→ Problem details
Search the records for the word "girl" and copy every line in which it occurs.

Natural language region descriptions
★ ★ ★ ★ ★
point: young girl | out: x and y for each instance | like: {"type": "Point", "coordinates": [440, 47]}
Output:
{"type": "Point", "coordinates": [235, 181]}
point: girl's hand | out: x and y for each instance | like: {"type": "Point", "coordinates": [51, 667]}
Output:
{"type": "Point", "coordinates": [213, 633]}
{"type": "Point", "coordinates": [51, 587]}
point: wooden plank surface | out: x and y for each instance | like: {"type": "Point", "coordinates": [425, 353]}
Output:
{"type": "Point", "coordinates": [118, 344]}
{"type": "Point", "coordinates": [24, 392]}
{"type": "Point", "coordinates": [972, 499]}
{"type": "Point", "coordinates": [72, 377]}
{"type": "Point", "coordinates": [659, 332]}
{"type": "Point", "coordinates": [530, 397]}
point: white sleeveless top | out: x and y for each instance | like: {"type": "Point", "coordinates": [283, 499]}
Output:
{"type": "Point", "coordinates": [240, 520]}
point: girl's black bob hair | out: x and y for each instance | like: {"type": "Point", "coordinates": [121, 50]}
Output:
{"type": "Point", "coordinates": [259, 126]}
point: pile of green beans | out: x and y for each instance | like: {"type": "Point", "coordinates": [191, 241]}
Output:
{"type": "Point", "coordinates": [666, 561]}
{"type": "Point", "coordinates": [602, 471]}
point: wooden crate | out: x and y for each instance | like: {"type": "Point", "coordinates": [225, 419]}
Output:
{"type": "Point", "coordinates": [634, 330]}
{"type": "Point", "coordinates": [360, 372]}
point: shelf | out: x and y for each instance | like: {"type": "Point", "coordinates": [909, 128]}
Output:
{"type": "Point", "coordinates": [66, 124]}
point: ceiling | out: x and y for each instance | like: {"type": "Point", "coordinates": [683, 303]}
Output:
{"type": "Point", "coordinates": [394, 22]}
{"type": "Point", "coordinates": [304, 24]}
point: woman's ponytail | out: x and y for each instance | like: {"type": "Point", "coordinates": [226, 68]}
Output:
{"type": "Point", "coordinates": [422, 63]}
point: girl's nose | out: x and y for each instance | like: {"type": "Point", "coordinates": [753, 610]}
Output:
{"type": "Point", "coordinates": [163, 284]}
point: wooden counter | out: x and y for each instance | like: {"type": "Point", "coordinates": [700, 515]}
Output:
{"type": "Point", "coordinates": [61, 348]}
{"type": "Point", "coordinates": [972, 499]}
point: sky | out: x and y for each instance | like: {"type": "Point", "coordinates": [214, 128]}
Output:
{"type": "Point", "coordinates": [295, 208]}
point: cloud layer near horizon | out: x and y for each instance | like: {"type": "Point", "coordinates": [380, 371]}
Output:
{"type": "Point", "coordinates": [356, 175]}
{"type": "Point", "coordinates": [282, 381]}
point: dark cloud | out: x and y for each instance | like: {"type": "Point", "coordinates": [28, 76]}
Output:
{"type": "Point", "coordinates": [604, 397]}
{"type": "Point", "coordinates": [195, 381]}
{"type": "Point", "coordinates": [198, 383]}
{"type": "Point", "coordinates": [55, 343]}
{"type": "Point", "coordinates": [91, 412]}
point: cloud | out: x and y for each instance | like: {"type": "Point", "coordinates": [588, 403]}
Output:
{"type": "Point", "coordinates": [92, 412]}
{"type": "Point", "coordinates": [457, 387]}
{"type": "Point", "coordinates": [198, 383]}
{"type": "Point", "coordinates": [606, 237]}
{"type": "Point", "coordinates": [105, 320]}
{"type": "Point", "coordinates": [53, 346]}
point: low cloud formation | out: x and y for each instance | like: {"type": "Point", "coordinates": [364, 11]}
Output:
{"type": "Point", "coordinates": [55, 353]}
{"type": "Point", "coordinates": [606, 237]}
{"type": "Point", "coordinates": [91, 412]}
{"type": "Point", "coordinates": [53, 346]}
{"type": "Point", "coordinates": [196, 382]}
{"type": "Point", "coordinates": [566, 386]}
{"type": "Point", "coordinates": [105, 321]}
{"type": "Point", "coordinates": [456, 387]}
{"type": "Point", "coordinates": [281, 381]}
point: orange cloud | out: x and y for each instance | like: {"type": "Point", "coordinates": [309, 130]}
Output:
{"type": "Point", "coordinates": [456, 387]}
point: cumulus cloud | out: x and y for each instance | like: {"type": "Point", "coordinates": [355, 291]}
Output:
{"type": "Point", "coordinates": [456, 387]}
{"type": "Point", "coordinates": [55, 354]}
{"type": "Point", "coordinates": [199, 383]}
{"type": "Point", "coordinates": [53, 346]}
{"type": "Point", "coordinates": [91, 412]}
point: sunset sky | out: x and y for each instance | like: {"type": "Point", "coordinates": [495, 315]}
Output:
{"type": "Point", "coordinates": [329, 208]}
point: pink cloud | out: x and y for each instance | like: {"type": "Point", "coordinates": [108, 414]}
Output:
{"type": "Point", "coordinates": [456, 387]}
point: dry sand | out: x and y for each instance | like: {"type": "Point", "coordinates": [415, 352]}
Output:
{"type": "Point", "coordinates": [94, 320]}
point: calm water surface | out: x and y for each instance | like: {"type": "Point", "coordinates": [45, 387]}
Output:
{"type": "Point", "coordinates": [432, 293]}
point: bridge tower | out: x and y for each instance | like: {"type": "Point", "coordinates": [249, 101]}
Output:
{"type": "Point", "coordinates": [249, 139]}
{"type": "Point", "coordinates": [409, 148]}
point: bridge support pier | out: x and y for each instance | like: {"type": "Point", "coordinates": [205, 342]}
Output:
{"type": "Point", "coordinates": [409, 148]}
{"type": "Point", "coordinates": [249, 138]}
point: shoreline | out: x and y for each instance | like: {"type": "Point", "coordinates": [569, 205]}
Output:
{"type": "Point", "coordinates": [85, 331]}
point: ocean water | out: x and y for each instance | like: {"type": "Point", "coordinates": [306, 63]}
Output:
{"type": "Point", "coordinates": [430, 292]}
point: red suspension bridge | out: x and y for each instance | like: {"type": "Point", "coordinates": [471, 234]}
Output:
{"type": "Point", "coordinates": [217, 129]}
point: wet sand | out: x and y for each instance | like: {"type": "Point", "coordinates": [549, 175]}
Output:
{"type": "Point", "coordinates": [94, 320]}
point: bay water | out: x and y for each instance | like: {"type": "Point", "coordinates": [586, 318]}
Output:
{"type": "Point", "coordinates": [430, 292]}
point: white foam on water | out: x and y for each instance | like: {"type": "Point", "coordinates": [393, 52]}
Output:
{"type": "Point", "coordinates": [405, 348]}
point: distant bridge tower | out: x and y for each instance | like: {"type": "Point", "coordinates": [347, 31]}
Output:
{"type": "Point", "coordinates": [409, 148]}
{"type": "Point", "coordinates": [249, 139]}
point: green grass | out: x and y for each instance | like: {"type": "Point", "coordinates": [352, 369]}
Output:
★ ★ ★ ★ ★
→ Task result
point: young girl | out: x and y for each instance | like: {"type": "Point", "coordinates": [440, 47]}
point: girl's hand | out: x and y for each instance | like: {"type": "Point", "coordinates": [51, 667]}
point: girl's black bob hair | out: x and y for each instance | like: {"type": "Point", "coordinates": [121, 50]}
point: girl's nose | out: x and y for each instance | like: {"type": "Point", "coordinates": [753, 610]}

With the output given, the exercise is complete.